▶ Stored dataset entries:
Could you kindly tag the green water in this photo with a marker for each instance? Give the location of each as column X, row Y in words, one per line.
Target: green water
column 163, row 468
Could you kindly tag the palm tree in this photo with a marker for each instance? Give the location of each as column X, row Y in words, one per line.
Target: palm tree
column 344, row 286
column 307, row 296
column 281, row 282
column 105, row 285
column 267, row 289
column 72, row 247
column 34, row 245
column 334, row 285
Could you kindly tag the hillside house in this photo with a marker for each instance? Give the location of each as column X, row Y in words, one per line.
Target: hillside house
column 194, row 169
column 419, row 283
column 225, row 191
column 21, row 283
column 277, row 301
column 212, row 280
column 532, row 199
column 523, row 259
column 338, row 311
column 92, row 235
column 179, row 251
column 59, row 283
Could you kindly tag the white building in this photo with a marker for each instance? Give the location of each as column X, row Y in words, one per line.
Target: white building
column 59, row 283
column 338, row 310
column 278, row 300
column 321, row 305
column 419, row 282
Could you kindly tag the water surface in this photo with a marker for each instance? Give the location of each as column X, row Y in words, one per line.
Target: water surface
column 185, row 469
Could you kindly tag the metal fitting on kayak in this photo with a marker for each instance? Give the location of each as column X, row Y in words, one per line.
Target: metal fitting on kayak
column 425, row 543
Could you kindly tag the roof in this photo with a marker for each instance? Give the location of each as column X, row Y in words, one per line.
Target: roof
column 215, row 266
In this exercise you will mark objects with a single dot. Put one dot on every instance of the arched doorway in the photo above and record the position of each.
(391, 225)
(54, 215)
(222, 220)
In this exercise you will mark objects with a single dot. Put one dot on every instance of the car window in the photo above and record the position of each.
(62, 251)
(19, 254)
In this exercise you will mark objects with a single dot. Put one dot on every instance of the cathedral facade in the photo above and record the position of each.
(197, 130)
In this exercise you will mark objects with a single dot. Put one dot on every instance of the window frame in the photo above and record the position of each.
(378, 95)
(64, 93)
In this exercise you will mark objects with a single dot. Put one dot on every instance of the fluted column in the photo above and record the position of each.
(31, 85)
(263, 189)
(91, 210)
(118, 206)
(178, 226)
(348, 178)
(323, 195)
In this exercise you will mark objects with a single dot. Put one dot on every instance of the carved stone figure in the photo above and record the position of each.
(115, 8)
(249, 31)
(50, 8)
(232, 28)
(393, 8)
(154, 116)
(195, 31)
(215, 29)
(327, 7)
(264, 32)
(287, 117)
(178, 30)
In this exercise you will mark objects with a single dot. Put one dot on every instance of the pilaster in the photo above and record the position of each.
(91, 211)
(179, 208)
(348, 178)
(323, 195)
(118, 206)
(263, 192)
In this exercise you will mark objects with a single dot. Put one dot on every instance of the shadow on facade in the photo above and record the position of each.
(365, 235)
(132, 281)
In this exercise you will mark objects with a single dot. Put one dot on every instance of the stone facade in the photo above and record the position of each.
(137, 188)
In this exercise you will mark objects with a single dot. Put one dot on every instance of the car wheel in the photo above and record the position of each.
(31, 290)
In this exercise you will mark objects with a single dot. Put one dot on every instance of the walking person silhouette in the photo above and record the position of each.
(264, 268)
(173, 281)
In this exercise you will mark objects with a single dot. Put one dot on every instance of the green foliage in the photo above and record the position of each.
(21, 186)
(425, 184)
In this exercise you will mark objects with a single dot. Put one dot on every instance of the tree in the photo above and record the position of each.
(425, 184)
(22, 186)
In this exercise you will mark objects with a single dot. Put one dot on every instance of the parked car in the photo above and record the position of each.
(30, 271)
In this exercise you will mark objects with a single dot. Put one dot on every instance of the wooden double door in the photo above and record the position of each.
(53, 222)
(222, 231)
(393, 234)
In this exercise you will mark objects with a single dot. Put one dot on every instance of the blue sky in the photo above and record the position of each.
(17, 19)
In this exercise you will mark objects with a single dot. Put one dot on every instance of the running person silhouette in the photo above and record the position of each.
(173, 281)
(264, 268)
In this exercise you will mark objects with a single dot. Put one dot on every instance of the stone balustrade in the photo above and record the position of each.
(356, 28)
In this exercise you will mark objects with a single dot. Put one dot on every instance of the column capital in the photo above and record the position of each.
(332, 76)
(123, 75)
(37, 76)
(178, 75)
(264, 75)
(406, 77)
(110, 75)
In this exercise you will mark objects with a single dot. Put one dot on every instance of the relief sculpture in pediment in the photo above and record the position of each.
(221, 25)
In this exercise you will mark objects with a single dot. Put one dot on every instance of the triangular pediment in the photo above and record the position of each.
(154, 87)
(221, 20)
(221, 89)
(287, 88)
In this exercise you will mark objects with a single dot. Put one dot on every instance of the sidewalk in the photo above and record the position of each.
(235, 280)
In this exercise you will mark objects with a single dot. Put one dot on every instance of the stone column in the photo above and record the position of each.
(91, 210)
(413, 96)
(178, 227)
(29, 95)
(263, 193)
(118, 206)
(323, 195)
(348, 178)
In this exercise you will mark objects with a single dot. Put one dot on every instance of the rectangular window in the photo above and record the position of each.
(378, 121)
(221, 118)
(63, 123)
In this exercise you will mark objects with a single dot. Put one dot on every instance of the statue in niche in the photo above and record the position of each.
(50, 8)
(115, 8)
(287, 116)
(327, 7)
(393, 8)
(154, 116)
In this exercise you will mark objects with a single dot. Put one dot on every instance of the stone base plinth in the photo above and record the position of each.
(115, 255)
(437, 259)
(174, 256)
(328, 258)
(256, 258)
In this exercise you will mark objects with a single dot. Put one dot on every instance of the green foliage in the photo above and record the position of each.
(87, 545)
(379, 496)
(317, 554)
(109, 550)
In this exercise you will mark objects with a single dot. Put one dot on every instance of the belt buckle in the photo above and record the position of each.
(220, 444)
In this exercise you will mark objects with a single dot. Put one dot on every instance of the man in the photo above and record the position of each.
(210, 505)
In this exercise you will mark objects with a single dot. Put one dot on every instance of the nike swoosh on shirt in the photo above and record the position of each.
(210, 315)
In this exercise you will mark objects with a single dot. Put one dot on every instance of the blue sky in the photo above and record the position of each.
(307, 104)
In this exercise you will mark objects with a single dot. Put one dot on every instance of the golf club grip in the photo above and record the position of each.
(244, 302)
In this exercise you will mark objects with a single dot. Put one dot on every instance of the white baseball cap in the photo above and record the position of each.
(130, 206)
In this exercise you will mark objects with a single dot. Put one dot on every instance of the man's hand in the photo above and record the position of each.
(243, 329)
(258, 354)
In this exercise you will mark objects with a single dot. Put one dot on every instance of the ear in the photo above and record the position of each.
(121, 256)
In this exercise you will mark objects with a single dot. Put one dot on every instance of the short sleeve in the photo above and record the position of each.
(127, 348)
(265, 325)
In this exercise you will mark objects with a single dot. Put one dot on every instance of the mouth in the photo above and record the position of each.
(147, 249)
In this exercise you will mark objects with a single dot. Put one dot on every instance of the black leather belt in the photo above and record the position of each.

▶ The exercise:
Format all the entries above as one numbered list and drop any blank lines.

▶ Task output:
1. Could you kindly tag the green water in this photo with a marker for each instance? Give the location of each as column X, row Y in words, one per line.
2. Target: green water
3. column 163, row 468
4. Could you kindly tag the palm tree in this photo with a marker for each instance? Give the location of each as column X, row Y in words, one per line.
5. Target: palm tree
6. column 344, row 286
7. column 307, row 296
8. column 281, row 282
9. column 105, row 285
10. column 267, row 289
11. column 72, row 247
12. column 34, row 245
13. column 334, row 285
14. Could you kindly tag the hillside house in this photo with a marker for each instance? Give the location of each as column X, row Y in words, one per line.
15. Target: hillside house
16. column 194, row 169
17. column 419, row 283
18. column 225, row 191
19. column 21, row 283
20. column 277, row 301
21. column 212, row 280
22. column 532, row 199
23. column 523, row 259
24. column 338, row 311
25. column 92, row 235
26. column 179, row 251
27. column 59, row 283
28. Could you kindly tag the white building in this photo with a marker for each instance? Give the location of each as column X, row Y in words, one per line.
29. Target: white building
30. column 59, row 283
31. column 338, row 310
32. column 278, row 300
33. column 321, row 305
34. column 419, row 282
35. Could you kindly tag the water surface in this photo with a marker for each instance? Give the location of each as column X, row Y in words, one per line.
36. Target: water surface
37. column 185, row 469
38. Could you kindly tag the metal fitting on kayak in this photo with a marker for each instance? Give the location of each as column X, row Y in words, one per line.
39. Target: metal fitting on kayak
40. column 425, row 543
41. Could you kindly tag the roof in this photo with a marker for each instance? Give the location of each as column X, row Y in words, one per line.
42. Target: roof
43. column 215, row 266
44. In this exercise you will mark objects with a single dot. Put one dot on every instance of the arched doorway in the photo above and record the position of each.
45. (391, 225)
46. (54, 215)
47. (222, 220)
48. In this exercise you will mark objects with a single dot. Put one dot on every instance of the car window in the photo above and record the position of each.
49. (62, 251)
50. (19, 254)
51. In this exercise you will mark objects with a single dot. Put one dot on every instance of the cathedral facade in the photo above and record the position of each.
52. (197, 130)
53. In this exercise you will mark objects with a single dot. Put one dot on every instance of the window frame in the photo above and record the position of each.
54. (378, 95)
55. (64, 93)
56. In this exercise you will mark objects with a single dot. Put one dot on every instance of the fluted column in the photo above and record the position of each.
57. (31, 85)
58. (263, 189)
59. (91, 210)
60. (118, 206)
61. (178, 226)
62. (348, 178)
63. (323, 195)
64. In this exercise you will mark objects with a single dot. Put one dot on every instance of the carved stone figure in the photo above and record the position of each.
65. (115, 8)
66. (249, 31)
67. (50, 8)
68. (232, 28)
69. (393, 8)
70. (154, 116)
71. (195, 31)
72. (215, 29)
73. (327, 7)
74. (264, 32)
75. (287, 117)
76. (178, 30)
77. In this exercise you will mark objects with a single dot. Put one dot on every instance of the pilaster in the photo above and record the position of each.
78. (91, 211)
79. (179, 208)
80. (348, 178)
81. (323, 195)
82. (118, 206)
83. (263, 192)
84. In this exercise you will mark objects with a single dot. Put one dot on every instance of the shadow on facade in the photo above and record the position of each.
85. (365, 235)
86. (132, 281)
87. In this exercise you will mark objects with a single dot. Put one dot on every instance of the stone facade in the photo above and record the position of each.
88. (137, 188)
89. In this exercise you will mark objects with a single dot. Put one dot on every instance of the car wheel in the photo above and record the position of each.
90. (31, 290)
91. In this exercise you will mark objects with a single dot. Put one dot on every instance of the walking person silhouette in the photo above and record the position of each.
92. (264, 268)
93. (173, 281)
94. In this exercise you will mark objects with a single dot. Put one dot on every instance of the green foliage in the photo above and record the position of each.
95. (21, 186)
96. (425, 184)
97. In this exercise you will mark objects with a single dot. Put one dot on every instance of the tree in the photo above and record the position of each.
98. (425, 184)
99. (22, 186)
100. In this exercise you will mark objects with a single dot. Put one dot on every instance of the parked car in the photo above and record the position of each.
101. (30, 271)
102. In this exercise you will mark objects with a single dot. Put one dot on every instance of the wooden double door in the photo above and record the position of each.
103. (53, 222)
104. (222, 231)
105. (393, 234)
106. In this exercise you will mark objects with a single dot. Put one dot on every instance of the blue sky in the photo above and record the position of each.
107. (17, 19)
108. In this exercise you will mark objects with a single dot. Put one dot on every instance of the running person silhouette in the photo above and record the position of each.
109. (173, 281)
110. (264, 268)
111. In this exercise you will mark objects with a single dot. Put one dot on every instance of the stone balustrade in the photo above and record the position of each.
112. (356, 28)
113. In this exercise you will mark objects with a single dot. Put one dot on every instance of the column capital in the photo above and record the position of each.
114. (332, 76)
115. (123, 75)
116. (37, 76)
117. (178, 75)
118. (264, 75)
119. (406, 77)
120. (110, 75)
121. In this exercise you will mark objects with a single dot. Put one dot on every instance of the relief sculpture in pediment in the photo above and record the position of each.
122. (221, 25)
123. In this exercise you will mark objects with a single dot. Put one dot on every instance of the triangular pediment in the photo above and record the position of each.
124. (154, 87)
125. (221, 20)
126. (221, 89)
127. (287, 88)
128. In this exercise you will mark objects with a single dot. Put one dot on every instance of the sidewalk in the photo above and record the position of each.
129. (235, 280)
130. In this exercise you will mark objects with a single dot. Put one dot on every instance of the stone column in the photo above and record the position of each.
131. (91, 210)
132. (413, 96)
133. (178, 227)
134. (29, 95)
135. (263, 193)
136. (118, 206)
137. (323, 195)
138. (348, 178)
139. In this exercise you will mark objects with a single dot. Put one dot on every instance of the rectangular window in the photo above and record the position of each.
140. (378, 121)
141. (221, 118)
142. (63, 123)
143. In this exercise you will mark objects with a single dot. Put one dot on every instance of the statue in niche in the photo above and record the position of each.
144. (50, 8)
145. (115, 8)
146. (287, 116)
147. (327, 7)
148. (393, 8)
149. (154, 116)
150. In this exercise you will mark objects with a single dot. Put one dot on every instance of the stone base plinth in the photo above and record the position of each.
151. (115, 255)
152. (437, 259)
153. (174, 256)
154. (328, 258)
155. (256, 258)
156. In this exercise you will mark objects with a single dot. Put one dot on every instance of the green foliage in the photo above and record the position of each.
157. (87, 545)
158. (379, 496)
159. (317, 554)
160. (109, 550)
161. In this exercise you will mark objects with a single dot. Put one dot on every instance of the belt buckle in the photo above and record the position of each.
162. (220, 444)
163. In this exercise you will mark objects with a single dot. Put one dot on every instance of the man in the photo above and record the position of each.
164. (210, 505)
165. In this exercise you will mark objects with a single dot. Put one dot on every instance of the nike swoosh on shirt in the photo above and record the position of each.
166. (210, 315)
167. In this exercise you will mark objects with a single dot. Put one dot on every instance of the blue sky in the photo above and record the position of each.
168. (307, 104)
169. In this exercise you will mark objects with a single dot. Put one dot on every instance of the golf club grip in the photo above and record the position of each.
170. (244, 302)
171. In this exercise you will mark objects with a single dot. Put one dot on every instance of the white baseball cap in the photo above and record the position of each.
172. (130, 206)
173. In this exercise you will mark objects with a single dot. Put one dot on every instance of the man's hand in the photo above and record the position of each.
174. (243, 329)
175. (258, 354)
176. In this exercise you will mark objects with a single dot. Put one dot on every instance of the ear in the photo above and record the position of each.
177. (121, 256)
178. In this exercise you will mark objects with a single dot. Put one dot on every instance of the short sleeve in the photo above and record the position of each.
179. (127, 348)
180. (265, 325)
181. In this exercise you will mark objects with a single dot. Put one dot on every instance of the mouth in the photo above and record the position of each.
182. (147, 249)
183. In this exercise you will mark objects with a single dot. Put one dot on every instance of the black leather belt in the photo above and record the position of each.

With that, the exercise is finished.